WORK ITEM ▸ The answer must consist of every line in the records below that contains the string "several".
——
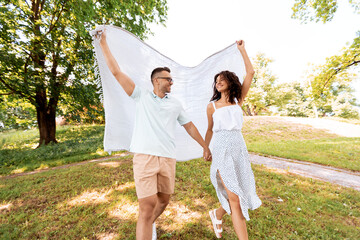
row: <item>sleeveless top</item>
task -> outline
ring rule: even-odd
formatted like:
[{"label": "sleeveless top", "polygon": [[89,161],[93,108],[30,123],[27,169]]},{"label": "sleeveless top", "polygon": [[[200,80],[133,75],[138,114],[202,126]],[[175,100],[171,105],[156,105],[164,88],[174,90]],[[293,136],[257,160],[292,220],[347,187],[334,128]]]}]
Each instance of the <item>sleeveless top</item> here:
[{"label": "sleeveless top", "polygon": [[241,130],[243,123],[243,112],[241,107],[238,105],[237,99],[235,99],[235,105],[225,106],[216,108],[214,101],[215,112],[213,113],[213,132],[220,130]]}]

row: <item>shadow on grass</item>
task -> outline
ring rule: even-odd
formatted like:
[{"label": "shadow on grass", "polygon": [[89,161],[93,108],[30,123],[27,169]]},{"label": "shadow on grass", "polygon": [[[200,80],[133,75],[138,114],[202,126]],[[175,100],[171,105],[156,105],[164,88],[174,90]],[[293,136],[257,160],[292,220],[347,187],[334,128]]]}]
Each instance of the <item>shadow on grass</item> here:
[{"label": "shadow on grass", "polygon": [[[0,233],[9,239],[135,239],[131,160],[117,159],[4,180]],[[183,190],[158,220],[162,239],[212,239],[206,204]],[[178,199],[178,196],[180,199]],[[7,203],[7,204],[5,204]],[[193,209],[201,209],[197,212]]]},{"label": "shadow on grass", "polygon": [[[219,207],[210,163],[177,164],[176,189],[158,219],[159,239],[215,239]],[[254,166],[263,205],[250,211],[250,239],[358,239],[360,193]],[[135,239],[138,214],[131,159],[111,159],[0,180],[5,239]],[[224,239],[236,239],[225,216]]]}]

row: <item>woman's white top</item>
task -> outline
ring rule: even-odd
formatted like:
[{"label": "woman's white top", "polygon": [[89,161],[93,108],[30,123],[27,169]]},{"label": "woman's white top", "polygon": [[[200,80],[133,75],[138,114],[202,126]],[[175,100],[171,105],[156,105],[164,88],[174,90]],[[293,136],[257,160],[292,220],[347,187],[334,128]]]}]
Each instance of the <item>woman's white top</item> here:
[{"label": "woman's white top", "polygon": [[241,107],[237,104],[235,99],[234,105],[216,108],[214,101],[215,112],[213,113],[213,132],[220,130],[241,130],[243,124],[243,112]]}]

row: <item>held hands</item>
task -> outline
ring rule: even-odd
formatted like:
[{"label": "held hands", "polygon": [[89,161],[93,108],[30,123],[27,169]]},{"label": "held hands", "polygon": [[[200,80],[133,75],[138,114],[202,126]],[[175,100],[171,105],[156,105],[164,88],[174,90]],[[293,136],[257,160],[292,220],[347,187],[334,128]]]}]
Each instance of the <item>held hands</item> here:
[{"label": "held hands", "polygon": [[204,154],[203,154],[203,158],[206,161],[211,161],[212,160],[212,156],[211,156],[211,152],[209,148],[204,148]]},{"label": "held hands", "polygon": [[244,40],[236,41],[236,46],[240,51],[245,50],[245,41]]}]

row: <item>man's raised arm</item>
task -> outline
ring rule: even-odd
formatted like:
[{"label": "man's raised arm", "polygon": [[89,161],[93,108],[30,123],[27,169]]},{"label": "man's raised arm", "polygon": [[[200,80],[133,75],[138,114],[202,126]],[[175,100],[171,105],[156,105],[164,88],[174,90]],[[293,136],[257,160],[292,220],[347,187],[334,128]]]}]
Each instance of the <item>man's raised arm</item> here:
[{"label": "man's raised arm", "polygon": [[131,96],[134,91],[135,83],[120,70],[119,64],[116,62],[114,56],[111,54],[109,46],[106,42],[106,30],[101,31],[100,46],[103,51],[106,64],[108,65],[111,73],[116,80],[120,83],[121,87],[125,90],[126,94]]}]

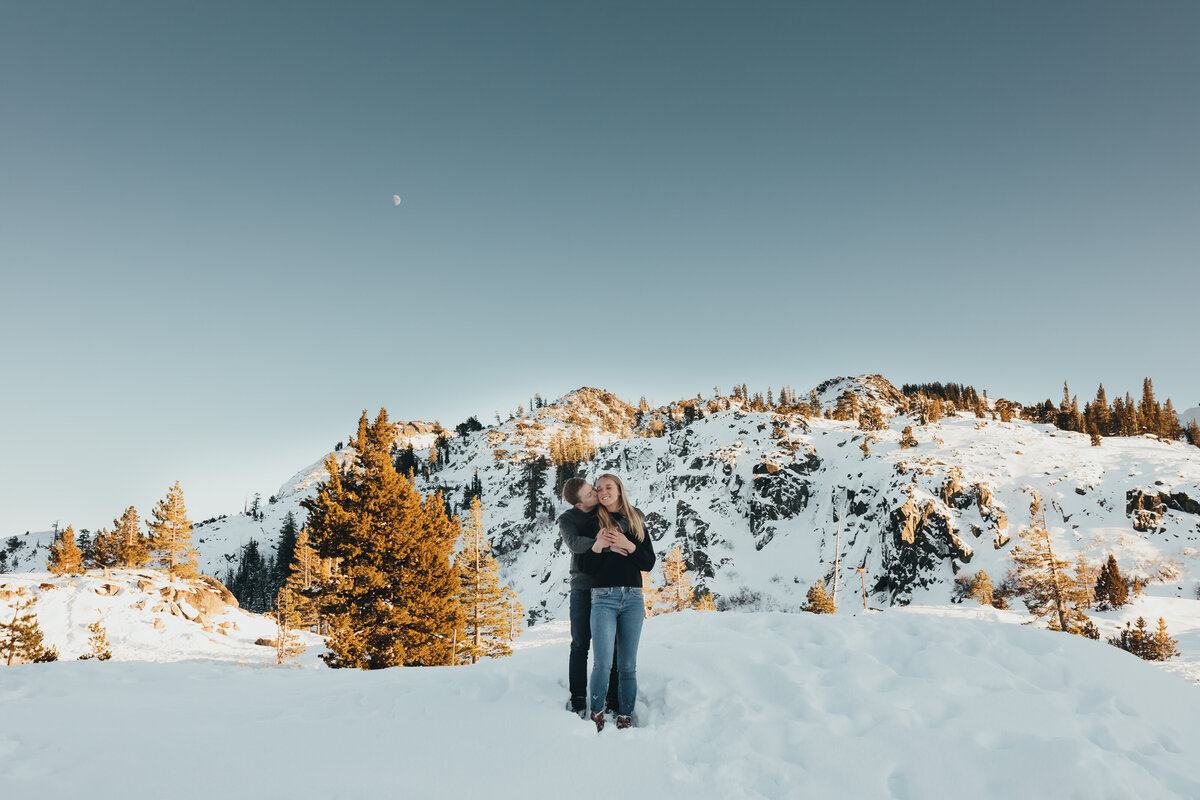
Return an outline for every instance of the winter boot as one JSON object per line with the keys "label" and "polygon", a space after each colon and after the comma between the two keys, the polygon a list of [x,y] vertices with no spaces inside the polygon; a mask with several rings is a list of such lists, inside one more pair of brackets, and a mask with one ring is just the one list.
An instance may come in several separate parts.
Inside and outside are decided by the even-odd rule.
{"label": "winter boot", "polygon": [[592,722],[596,723],[596,733],[604,730],[604,712],[596,712],[592,714]]}
{"label": "winter boot", "polygon": [[623,731],[626,728],[632,728],[632,727],[633,727],[633,717],[623,717],[623,716],[617,717],[617,730]]}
——
REPLY TO THE TASK ▸
Return an outline for every instance of the winter boot as one JSON object per line with the keys "label" and "polygon", a space after each colon and after the comma between the two keys, the polygon a list of [x,y] vertices with no spaces inside the polygon; a mask with several rings is a list of such lists, inside one more pair of brackets, and a mask with one ring is just the one list.
An instance may come in several separate parts.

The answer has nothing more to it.